Of the entries below, copy only those lines that contain the word "trousers".

** SOURCE INFORMATION follows **

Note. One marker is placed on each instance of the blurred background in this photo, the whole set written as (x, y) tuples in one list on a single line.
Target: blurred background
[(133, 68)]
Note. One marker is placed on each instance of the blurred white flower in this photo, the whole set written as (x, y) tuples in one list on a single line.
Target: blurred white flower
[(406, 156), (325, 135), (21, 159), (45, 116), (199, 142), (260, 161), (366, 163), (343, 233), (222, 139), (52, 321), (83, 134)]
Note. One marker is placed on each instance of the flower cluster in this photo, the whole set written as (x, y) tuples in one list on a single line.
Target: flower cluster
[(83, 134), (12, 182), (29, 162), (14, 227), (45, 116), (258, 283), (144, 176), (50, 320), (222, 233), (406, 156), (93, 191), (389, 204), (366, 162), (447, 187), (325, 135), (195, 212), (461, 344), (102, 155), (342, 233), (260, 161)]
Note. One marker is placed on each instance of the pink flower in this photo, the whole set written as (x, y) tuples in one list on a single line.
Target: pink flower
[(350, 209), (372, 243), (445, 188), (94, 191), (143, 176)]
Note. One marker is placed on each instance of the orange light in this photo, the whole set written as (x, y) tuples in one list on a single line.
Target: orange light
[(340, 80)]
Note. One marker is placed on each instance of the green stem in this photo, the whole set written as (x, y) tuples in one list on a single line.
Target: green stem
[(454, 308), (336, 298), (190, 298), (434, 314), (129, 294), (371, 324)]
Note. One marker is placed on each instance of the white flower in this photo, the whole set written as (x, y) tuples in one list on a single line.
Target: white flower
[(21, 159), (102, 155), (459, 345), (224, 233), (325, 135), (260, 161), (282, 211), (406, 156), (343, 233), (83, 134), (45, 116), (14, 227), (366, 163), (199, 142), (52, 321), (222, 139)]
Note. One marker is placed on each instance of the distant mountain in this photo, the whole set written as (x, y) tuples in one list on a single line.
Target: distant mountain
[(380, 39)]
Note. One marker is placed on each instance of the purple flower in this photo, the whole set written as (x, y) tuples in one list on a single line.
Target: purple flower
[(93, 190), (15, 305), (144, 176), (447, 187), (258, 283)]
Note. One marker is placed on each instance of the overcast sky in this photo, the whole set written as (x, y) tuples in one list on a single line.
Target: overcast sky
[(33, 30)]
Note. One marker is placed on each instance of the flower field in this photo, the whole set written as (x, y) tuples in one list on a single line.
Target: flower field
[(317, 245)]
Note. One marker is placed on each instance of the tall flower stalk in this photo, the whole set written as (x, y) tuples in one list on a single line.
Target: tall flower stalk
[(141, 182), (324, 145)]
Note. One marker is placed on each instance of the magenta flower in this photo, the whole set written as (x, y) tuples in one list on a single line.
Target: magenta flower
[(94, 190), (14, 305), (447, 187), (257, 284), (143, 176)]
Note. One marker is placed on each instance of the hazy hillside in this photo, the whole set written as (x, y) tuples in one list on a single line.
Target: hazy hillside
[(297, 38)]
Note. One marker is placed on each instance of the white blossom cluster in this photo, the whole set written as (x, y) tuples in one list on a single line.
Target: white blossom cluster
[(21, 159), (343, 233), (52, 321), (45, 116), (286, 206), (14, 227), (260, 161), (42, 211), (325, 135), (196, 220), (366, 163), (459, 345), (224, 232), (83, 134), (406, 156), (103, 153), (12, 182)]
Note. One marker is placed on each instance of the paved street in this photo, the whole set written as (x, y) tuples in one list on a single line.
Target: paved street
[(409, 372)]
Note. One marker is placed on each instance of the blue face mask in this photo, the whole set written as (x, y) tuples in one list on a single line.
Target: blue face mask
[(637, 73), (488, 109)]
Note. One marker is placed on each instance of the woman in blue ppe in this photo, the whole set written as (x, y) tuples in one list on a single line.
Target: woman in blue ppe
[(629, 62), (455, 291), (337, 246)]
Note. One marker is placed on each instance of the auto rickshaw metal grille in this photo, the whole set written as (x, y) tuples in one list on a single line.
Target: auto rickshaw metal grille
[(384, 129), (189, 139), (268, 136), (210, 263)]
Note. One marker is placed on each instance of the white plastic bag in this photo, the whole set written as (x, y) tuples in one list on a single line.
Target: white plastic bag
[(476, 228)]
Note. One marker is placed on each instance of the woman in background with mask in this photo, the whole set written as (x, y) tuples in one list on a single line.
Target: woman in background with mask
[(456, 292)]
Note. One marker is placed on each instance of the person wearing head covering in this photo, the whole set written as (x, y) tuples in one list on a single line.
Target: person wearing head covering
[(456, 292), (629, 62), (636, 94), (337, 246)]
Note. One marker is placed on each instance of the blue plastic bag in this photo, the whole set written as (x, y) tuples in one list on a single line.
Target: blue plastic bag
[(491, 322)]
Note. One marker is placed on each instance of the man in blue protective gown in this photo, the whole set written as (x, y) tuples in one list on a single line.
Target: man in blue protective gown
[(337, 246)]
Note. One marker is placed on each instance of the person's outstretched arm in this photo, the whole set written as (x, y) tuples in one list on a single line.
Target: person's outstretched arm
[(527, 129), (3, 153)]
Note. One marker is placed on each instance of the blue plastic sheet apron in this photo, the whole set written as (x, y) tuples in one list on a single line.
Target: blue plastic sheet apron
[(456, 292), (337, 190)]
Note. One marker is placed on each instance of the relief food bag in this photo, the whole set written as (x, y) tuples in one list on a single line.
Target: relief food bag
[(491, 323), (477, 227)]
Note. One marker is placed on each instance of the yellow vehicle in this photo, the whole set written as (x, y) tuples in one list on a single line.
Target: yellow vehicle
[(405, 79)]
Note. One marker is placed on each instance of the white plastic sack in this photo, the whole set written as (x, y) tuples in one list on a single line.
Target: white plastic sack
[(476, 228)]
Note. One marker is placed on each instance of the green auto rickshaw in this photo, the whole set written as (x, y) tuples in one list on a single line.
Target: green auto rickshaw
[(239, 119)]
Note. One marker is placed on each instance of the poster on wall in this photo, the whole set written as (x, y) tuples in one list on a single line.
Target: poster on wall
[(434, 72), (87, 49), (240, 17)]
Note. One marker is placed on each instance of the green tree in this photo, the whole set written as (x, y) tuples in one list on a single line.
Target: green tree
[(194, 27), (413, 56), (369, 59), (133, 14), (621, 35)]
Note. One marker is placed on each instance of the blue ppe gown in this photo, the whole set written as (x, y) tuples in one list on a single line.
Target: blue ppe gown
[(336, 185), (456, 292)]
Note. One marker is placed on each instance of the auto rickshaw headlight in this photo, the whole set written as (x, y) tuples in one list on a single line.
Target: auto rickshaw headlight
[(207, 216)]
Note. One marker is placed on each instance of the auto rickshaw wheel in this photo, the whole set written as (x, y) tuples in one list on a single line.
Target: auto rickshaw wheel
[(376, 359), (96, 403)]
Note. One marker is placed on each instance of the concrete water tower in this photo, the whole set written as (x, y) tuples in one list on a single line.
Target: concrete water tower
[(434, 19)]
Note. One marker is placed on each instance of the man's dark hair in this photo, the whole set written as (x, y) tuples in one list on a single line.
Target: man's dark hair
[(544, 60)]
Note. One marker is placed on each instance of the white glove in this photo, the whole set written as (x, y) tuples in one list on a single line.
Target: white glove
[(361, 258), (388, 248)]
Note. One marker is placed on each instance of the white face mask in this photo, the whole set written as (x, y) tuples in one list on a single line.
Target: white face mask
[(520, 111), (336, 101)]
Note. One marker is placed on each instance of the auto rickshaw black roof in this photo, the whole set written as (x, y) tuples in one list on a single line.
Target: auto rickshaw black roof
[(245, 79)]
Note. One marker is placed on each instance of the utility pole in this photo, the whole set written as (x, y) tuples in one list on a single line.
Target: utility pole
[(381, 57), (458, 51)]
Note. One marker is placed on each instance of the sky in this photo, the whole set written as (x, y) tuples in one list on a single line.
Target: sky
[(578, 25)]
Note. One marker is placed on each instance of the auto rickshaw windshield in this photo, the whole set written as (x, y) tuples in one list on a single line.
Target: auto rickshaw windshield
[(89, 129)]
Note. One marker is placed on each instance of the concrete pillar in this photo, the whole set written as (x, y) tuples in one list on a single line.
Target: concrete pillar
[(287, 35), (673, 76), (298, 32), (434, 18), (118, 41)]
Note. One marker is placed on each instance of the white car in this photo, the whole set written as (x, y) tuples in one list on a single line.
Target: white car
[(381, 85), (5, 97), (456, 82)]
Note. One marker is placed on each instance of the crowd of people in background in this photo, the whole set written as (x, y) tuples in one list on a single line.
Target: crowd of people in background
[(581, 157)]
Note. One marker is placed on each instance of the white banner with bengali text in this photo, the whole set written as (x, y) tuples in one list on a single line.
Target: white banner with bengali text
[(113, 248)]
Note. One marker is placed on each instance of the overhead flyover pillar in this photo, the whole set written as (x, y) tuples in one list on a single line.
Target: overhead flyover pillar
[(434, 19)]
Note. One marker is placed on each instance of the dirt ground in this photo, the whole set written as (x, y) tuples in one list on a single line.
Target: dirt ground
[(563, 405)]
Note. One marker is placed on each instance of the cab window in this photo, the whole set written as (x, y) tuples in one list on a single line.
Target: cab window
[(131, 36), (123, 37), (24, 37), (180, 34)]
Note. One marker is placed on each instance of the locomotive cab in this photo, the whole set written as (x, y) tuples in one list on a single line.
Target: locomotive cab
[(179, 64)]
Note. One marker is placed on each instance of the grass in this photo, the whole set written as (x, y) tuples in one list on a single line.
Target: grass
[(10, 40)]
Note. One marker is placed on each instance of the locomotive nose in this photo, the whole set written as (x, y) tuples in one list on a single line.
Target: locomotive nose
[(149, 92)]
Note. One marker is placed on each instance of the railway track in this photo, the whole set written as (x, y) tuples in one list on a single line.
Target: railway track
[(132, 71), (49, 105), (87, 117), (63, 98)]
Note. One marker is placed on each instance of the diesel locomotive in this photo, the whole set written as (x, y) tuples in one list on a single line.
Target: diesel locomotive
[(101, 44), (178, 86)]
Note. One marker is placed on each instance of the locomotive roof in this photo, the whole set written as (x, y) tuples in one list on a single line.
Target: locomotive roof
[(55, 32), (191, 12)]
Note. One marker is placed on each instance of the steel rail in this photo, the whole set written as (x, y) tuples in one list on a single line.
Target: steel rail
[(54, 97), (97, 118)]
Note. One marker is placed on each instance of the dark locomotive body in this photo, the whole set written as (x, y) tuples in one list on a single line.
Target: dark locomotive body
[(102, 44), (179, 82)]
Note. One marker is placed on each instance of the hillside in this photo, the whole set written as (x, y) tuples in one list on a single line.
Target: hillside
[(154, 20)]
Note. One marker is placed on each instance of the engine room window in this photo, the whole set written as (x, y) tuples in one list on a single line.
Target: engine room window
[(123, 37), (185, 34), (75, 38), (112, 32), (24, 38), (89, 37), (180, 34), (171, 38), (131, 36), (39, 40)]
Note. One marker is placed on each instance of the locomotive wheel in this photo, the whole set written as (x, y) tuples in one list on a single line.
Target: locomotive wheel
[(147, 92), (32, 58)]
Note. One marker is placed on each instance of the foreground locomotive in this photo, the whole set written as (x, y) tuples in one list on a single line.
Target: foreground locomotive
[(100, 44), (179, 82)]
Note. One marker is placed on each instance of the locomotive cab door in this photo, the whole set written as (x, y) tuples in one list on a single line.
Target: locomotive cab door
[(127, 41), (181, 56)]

** End of SOURCE INFORMATION **
** SOURCE INFORMATION follows **

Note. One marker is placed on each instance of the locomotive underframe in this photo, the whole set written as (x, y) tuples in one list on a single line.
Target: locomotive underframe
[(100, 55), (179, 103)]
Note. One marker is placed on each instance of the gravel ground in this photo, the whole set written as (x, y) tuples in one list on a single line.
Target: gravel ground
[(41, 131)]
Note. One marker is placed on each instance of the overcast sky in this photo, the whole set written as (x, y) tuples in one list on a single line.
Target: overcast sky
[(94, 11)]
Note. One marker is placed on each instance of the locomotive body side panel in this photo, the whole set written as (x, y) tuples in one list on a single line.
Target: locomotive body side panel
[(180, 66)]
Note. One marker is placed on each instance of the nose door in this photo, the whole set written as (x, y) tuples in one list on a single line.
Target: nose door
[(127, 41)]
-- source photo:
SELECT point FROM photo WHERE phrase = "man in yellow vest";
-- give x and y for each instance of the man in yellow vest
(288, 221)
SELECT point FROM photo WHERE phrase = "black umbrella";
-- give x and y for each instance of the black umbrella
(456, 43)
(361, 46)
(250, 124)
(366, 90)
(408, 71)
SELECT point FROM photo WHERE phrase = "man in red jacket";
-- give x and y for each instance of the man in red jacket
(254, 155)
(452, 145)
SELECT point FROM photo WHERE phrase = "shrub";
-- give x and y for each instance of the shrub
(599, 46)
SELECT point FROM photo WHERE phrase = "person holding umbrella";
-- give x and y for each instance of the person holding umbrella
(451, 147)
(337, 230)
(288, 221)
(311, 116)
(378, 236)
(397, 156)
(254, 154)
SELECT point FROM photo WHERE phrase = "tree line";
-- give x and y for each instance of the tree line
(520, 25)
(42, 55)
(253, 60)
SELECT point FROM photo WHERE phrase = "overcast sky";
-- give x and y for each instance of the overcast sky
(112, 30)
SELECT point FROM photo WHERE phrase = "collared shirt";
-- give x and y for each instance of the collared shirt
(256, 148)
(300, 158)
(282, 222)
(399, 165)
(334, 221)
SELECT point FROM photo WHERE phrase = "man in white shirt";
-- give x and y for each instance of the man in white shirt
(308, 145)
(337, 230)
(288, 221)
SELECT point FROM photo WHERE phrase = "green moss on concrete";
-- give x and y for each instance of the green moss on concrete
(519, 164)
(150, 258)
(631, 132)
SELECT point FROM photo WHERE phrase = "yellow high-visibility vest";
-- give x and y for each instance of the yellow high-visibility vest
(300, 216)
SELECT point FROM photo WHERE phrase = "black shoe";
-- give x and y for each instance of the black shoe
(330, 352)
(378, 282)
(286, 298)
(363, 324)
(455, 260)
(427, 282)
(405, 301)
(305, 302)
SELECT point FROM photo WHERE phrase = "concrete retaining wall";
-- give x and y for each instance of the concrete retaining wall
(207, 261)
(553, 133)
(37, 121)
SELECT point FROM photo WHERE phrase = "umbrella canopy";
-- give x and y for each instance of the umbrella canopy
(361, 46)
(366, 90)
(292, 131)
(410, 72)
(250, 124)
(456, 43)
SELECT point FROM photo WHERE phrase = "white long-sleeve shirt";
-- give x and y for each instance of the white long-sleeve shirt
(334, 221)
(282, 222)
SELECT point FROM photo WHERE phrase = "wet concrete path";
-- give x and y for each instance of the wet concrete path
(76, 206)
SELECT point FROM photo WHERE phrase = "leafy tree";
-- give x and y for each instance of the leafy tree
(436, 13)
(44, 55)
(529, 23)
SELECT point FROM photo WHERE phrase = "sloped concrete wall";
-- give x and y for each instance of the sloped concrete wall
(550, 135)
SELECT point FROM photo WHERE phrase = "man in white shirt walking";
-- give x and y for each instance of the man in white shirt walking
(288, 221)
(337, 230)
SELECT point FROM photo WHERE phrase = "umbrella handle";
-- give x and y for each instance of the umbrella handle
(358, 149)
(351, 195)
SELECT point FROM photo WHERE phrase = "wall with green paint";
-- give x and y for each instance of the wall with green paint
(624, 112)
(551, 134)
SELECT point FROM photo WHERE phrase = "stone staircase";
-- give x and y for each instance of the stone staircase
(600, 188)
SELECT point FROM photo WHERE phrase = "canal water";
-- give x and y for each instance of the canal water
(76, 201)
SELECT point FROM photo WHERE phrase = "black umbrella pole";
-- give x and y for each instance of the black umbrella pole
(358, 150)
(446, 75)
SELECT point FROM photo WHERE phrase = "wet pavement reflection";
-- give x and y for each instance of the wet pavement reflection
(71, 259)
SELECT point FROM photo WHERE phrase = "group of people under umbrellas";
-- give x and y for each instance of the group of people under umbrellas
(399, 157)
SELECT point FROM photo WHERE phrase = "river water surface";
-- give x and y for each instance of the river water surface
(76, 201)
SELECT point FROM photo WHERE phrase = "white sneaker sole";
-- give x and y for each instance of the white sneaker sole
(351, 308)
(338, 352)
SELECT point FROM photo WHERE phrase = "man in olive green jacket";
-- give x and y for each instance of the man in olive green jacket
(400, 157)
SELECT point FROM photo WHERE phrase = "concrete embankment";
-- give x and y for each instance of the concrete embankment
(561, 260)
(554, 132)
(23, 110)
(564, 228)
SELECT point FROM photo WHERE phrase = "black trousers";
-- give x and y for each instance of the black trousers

** End of SOURCE INFORMATION **
** SOURCE INFORMATION follows **

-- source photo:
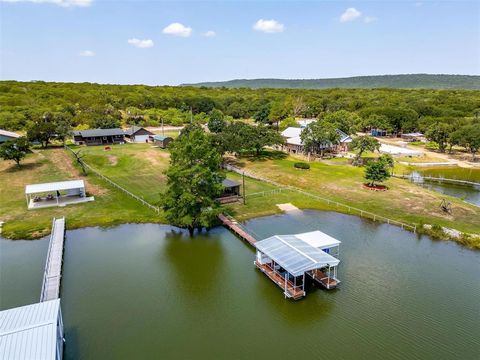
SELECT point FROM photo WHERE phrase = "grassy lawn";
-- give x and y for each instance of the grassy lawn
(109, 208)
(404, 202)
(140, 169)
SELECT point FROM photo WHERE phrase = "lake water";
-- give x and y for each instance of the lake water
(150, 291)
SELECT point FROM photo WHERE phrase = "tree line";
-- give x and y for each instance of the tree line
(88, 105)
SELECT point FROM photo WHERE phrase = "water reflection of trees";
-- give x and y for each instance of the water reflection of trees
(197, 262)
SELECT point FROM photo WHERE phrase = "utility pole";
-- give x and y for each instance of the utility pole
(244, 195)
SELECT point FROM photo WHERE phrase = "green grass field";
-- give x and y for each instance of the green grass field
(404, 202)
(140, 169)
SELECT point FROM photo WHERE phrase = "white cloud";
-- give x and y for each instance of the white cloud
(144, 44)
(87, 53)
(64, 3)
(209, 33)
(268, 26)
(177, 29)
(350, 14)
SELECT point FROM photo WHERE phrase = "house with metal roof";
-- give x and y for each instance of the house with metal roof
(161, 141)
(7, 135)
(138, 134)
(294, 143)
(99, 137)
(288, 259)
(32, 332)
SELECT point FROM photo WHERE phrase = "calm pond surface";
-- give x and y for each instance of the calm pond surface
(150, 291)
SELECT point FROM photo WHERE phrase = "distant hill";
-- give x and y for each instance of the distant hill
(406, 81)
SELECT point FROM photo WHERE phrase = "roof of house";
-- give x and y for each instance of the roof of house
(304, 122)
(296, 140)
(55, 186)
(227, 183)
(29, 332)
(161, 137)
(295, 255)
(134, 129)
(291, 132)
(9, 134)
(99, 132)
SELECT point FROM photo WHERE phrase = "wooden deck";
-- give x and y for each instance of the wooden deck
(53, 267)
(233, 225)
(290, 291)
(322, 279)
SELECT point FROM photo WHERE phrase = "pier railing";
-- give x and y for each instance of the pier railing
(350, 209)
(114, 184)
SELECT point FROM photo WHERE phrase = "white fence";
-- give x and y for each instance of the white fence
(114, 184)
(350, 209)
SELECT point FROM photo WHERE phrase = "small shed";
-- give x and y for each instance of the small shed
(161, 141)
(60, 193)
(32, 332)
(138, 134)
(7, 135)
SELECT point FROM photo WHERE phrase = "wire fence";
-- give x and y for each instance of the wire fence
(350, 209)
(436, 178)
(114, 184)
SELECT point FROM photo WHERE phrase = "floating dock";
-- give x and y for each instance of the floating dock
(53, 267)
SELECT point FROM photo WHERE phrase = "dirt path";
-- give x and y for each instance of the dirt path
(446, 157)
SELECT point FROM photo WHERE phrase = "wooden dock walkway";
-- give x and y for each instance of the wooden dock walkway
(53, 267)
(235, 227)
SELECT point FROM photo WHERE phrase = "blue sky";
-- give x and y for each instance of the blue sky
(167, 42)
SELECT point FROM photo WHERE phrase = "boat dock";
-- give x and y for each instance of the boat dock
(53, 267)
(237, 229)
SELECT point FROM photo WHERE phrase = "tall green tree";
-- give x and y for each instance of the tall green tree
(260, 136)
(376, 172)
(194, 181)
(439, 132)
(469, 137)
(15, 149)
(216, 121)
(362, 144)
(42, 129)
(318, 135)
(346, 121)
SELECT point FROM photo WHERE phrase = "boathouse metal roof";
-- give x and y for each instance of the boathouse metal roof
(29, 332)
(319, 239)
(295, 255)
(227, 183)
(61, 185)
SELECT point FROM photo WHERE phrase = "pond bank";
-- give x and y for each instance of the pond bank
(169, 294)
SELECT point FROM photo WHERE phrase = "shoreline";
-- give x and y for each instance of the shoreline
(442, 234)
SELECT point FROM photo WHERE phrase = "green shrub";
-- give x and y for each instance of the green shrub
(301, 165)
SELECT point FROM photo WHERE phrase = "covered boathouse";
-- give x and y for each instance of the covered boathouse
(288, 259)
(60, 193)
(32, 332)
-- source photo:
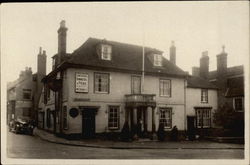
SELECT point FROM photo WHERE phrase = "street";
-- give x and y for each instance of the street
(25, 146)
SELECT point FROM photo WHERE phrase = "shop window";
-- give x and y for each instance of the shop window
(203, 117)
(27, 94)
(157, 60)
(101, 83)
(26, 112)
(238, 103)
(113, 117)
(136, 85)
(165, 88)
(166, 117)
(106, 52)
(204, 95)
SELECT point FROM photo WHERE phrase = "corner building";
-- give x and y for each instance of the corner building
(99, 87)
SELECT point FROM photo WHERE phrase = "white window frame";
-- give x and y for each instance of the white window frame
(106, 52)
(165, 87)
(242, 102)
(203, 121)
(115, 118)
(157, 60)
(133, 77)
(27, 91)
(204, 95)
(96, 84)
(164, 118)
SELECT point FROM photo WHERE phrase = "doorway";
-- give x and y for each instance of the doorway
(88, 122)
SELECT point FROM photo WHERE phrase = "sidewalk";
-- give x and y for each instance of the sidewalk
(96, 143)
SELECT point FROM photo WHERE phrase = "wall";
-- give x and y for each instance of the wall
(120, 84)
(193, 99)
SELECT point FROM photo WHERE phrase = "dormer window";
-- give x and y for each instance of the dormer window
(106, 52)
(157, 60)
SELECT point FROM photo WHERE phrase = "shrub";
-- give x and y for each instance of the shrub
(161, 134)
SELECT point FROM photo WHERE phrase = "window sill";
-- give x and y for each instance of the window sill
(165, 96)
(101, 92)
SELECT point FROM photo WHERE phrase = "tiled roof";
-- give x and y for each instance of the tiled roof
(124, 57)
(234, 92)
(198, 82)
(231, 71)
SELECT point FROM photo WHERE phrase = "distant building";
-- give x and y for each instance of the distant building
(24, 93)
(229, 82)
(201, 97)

** End of SOURCE INFORMATION **

* [RESULT OF THE EXERCISE]
SELECT point FROM photo WHERE phrase = "black trousers";
-- give x and y for each instance of the black trousers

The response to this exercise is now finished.